- _TASK PROMPT_
The response should contain only those lines of the entries below that include the string "locomotive".

- _SOURCE MATERIAL_
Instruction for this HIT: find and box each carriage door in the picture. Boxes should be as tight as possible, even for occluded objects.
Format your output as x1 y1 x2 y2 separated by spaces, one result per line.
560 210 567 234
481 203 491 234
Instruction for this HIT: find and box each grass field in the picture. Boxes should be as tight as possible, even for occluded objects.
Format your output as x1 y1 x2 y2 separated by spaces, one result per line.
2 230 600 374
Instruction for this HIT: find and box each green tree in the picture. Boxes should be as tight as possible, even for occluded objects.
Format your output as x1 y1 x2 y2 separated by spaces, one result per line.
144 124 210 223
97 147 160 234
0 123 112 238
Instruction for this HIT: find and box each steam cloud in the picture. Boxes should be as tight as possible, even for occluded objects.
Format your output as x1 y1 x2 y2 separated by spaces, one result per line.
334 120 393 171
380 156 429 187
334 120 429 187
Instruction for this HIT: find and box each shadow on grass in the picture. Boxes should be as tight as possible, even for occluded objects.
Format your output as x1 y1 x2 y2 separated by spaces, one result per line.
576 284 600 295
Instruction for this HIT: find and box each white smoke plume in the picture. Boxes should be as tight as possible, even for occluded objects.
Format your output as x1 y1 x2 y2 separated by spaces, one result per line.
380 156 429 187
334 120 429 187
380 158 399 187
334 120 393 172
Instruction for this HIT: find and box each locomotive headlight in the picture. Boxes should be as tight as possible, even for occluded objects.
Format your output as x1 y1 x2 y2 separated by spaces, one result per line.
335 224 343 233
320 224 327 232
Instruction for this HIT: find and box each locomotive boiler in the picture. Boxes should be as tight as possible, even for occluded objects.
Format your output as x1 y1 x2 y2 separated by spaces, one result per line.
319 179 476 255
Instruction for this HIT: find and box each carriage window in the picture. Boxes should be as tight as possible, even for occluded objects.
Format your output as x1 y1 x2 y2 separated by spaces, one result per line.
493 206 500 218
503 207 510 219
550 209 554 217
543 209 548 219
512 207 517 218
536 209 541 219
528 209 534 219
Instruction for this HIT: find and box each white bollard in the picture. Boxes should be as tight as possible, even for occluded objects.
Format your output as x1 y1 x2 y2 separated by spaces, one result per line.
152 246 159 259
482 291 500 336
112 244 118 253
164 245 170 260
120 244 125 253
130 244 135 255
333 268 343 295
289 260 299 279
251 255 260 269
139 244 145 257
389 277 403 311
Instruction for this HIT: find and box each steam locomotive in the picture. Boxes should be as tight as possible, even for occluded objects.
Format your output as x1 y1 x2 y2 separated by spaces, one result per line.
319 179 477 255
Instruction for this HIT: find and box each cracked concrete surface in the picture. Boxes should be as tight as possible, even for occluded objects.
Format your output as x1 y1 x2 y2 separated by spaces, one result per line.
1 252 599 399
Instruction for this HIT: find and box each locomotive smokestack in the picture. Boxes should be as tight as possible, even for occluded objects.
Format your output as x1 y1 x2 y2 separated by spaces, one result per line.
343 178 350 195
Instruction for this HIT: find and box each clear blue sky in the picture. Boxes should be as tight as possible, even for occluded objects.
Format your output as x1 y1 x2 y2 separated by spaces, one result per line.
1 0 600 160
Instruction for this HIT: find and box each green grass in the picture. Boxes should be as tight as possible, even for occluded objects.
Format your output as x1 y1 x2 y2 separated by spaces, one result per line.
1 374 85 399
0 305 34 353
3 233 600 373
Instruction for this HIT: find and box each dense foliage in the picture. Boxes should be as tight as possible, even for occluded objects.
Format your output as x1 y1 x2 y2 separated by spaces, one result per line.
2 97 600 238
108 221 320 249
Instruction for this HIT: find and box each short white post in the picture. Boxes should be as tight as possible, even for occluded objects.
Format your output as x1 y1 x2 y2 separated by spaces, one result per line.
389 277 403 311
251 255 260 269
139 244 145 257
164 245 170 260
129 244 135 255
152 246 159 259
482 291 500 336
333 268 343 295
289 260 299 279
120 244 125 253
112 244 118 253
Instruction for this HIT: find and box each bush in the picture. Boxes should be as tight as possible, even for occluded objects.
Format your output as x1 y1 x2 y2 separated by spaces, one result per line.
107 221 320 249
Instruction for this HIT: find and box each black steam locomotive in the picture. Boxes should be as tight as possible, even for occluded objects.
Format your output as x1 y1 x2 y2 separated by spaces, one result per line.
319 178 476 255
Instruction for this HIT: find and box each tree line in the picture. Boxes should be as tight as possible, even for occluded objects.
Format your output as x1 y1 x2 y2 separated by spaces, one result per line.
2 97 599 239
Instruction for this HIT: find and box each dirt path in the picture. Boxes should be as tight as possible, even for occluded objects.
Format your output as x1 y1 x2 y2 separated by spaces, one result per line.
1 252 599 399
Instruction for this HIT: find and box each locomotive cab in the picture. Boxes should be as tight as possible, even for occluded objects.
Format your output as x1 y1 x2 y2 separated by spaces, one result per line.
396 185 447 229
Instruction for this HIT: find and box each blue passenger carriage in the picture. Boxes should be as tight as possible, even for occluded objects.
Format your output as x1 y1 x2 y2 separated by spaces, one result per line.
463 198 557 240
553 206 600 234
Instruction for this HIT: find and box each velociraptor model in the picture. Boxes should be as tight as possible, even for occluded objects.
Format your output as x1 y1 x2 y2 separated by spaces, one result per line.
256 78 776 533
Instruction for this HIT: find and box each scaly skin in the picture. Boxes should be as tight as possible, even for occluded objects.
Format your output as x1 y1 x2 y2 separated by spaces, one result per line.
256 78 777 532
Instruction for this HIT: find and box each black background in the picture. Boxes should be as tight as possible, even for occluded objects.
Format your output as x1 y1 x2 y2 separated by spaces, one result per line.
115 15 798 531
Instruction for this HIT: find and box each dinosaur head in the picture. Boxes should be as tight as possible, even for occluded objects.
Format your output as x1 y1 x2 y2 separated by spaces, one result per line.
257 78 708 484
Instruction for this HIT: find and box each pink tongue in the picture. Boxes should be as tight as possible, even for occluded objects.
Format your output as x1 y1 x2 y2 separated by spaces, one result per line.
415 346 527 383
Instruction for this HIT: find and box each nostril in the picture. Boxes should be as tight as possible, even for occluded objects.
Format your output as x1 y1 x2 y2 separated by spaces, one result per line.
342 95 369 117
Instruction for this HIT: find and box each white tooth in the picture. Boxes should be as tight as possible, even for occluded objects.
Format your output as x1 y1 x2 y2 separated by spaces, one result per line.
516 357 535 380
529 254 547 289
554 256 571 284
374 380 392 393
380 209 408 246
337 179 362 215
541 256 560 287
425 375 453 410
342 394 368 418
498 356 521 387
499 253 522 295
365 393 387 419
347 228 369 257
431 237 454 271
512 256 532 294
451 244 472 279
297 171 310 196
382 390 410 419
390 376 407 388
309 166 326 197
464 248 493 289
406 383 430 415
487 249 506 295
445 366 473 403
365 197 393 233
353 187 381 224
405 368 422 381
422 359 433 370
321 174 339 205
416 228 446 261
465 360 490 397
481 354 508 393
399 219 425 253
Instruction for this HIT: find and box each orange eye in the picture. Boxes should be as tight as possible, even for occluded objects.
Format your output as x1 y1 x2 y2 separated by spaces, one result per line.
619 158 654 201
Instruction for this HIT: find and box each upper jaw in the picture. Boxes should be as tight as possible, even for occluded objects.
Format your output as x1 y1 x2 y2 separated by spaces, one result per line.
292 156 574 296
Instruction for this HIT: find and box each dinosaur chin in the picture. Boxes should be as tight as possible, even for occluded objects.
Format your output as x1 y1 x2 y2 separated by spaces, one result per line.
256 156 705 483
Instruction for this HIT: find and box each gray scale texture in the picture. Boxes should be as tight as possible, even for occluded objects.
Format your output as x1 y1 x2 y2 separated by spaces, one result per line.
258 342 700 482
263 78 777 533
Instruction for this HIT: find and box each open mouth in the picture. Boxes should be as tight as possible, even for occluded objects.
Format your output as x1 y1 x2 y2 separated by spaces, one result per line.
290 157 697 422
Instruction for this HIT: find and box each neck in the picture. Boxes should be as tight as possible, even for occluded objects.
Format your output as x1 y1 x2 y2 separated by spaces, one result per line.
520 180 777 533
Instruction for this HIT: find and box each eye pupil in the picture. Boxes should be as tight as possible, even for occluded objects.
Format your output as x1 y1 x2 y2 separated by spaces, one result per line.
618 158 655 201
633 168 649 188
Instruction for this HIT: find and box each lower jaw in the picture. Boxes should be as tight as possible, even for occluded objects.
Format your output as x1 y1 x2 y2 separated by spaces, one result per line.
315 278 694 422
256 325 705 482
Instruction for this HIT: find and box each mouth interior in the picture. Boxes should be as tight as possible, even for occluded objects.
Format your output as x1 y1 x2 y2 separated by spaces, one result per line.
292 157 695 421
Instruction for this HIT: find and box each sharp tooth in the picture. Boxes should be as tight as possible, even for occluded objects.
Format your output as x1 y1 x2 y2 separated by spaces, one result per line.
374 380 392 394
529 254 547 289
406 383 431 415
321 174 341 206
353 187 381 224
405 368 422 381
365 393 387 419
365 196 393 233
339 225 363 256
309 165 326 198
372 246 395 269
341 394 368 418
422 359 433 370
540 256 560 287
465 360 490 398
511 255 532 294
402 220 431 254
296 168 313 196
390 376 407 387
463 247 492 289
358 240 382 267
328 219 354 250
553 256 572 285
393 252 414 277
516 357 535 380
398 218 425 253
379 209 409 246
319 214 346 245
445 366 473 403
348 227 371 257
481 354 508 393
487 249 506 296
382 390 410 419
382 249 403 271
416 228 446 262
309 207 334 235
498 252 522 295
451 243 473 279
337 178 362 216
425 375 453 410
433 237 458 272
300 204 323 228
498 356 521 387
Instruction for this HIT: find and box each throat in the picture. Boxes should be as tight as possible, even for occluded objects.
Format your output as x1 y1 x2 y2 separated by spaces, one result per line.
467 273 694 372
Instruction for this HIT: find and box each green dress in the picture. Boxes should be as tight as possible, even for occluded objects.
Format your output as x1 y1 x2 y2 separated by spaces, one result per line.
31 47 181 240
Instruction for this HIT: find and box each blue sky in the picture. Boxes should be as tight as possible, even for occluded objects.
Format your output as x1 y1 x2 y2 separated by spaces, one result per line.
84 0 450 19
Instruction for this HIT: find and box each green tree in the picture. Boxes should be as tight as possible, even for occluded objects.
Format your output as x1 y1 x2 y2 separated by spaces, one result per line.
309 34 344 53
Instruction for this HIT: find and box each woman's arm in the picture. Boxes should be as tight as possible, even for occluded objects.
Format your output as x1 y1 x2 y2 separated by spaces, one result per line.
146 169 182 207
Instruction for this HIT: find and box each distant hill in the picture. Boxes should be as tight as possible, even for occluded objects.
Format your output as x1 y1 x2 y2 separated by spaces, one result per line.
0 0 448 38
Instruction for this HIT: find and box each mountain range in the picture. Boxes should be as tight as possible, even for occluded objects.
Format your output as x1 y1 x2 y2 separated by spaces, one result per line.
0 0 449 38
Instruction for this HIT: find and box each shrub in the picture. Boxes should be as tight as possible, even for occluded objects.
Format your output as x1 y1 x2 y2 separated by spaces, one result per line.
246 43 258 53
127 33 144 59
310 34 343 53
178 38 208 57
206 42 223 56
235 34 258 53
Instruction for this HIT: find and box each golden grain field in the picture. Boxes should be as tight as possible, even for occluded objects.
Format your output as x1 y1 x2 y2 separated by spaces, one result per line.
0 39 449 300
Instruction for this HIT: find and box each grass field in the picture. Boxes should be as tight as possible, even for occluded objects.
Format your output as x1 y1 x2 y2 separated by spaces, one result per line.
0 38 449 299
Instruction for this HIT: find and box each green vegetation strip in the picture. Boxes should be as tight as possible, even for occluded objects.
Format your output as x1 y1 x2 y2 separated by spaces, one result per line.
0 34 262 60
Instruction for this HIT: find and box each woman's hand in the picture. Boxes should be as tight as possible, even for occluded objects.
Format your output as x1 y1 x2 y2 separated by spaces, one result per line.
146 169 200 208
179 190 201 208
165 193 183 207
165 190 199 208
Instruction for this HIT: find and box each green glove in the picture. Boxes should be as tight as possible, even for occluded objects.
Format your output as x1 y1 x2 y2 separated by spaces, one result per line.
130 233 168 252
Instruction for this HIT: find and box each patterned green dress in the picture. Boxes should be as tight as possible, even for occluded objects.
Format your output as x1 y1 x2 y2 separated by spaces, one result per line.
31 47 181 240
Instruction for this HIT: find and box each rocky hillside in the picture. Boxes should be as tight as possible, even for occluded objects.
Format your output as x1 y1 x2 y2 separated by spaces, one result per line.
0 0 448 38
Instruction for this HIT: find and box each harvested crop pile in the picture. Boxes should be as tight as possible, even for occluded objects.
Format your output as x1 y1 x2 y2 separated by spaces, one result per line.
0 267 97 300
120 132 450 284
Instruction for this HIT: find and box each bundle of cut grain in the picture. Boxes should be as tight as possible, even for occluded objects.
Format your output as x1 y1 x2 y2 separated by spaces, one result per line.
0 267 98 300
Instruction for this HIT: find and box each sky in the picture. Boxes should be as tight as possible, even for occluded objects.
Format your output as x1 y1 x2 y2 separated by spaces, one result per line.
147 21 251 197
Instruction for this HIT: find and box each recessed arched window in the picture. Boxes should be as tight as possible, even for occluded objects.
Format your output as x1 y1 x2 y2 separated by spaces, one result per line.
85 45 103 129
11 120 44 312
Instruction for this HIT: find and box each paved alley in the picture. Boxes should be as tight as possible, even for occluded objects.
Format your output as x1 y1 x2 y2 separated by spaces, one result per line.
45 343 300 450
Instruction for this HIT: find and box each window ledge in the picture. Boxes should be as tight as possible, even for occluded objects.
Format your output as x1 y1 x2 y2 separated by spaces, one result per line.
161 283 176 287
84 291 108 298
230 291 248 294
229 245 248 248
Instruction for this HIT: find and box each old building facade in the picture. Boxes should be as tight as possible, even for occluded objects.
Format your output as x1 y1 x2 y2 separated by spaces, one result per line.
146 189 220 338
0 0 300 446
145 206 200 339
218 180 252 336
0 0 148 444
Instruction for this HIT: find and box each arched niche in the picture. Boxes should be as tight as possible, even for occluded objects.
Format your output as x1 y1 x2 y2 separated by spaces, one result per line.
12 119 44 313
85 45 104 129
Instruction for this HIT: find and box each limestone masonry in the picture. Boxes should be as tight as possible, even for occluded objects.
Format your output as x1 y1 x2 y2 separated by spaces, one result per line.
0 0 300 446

- _WRITTEN SOLUTION_
Instruction for this HIT: find and box each locomotive headlight in the picture. Boxes should be as tight as possible, even for occluded objects.
Instruction for this HIT: find and box each locomotive boiler in the picture. Boxes should be as tight as possible, even for occluded objects.
Instruction for this HIT: find and box each steam locomotive in the picture. Boxes should be as tight as possible, even for occluded objects.
Instruction for this HIT: find and box each locomotive smokestack in the picture. Boxes should be as tight as possible, even for occluded objects.
Instruction for this HIT: find and box each black steam locomotive in the picture. Boxes should be as tight as possible, even for occluded objects.
Instruction for this HIT: find and box each locomotive cab in the picture. Boxes should be as tight as possible, even for occluded objects.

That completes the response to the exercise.